# Page excerpt:
——————————
By Paige Flori
Hard cider seems to be popping up everywhere these days. It started in the dark, dusty corner of the local beer and soda store. Then local brands like Doc’s in Warwick started to pop up in grocery stores. Then came the wave of commercial brands beginning with Angry Orchard, owned by Samuel Adams parent company, Boston Beer, Strongbow, owned by Heineken, and Stella Artois Cidre owned by Anheuser-Busch InBev. Then new, craft cideries began to dot our landscape and seep into the corners of our stores. And the hard cider revolution had begun.
Hard cider is apple cider that has been fermented and has an alcoholic content, typically from as low as 2% to as high as 11% by volume, but averaging around 6% alcohol by volume. And while typical commercial versions tend to be sweet, there are a myriad of ciders available that can be described as dry, tannic, farmhouse, hopped, barrel-aged or sour. They can be made from common apples, known as dessert or baking apples, to specialty apples used only for fermenting. Dessert apples, which are the typical varieties that are found in the supermarket and eaten raw, can give a sweet “apple juice” flavor to products, but cider apples, of which there are hundreds of varieties, can give cider many different characteristics.
——————————
# Task directions:
Reproduce the hard cider passage word for word, beginning at the words "Hard cider is" and stopping after "many different characteristics.". The rows that follow were drawn from a separate source.
——————————
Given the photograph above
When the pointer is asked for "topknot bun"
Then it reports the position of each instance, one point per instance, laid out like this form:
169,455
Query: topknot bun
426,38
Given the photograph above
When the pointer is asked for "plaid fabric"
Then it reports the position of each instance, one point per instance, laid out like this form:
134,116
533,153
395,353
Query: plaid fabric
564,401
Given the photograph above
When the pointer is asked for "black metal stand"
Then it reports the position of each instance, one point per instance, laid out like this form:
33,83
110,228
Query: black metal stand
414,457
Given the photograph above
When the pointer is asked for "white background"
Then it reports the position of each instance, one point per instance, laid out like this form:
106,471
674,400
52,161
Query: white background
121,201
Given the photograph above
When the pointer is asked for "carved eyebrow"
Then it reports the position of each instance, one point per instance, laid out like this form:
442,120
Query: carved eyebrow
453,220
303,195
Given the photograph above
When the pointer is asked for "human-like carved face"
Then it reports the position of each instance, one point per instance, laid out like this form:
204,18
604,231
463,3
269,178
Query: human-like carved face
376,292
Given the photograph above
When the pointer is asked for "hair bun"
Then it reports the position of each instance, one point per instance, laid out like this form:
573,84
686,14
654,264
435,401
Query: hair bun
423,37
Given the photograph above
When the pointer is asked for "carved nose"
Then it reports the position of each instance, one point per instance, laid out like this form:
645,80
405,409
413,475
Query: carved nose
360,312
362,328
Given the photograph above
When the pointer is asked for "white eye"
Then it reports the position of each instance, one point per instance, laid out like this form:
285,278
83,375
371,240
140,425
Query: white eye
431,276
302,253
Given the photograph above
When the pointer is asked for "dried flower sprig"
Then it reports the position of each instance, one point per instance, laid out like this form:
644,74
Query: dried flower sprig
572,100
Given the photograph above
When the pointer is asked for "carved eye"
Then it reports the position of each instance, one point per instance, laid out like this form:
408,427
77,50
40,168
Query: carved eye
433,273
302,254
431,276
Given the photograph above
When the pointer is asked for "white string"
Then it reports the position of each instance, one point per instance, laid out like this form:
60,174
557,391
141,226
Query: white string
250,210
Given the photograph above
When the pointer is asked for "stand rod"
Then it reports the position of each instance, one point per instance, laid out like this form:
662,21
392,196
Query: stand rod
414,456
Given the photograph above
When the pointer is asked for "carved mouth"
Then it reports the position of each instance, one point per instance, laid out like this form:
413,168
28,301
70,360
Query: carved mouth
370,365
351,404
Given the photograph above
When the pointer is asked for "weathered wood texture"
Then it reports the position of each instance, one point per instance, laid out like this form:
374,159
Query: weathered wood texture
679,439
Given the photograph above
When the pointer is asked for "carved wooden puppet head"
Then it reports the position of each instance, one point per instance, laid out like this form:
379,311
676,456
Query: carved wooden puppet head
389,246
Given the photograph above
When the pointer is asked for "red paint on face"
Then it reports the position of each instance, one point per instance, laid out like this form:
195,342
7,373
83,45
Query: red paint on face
——————————
# Solution below:
Hard cider is apple cider that has been fermented and has an alcoholic content, typically from as low as 2% to as high as 11% by volume, but averaging around 6% alcohol by volume. And while typical commercial versions tend to be sweet, there are a myriad of ciders available that can be described as dry, tannic, farmhouse, hopped, barrel-aged or sour. They can be made from common apples, known as dessert or baking apples, to specialty apples used only for fermenting. Dessert apples, which are the typical varieties that are found in the supermarket and eaten raw, can give a sweet “apple juice” flavor to products, but cider apples, of which there are hundreds of varieties, can give cider many different characteristics.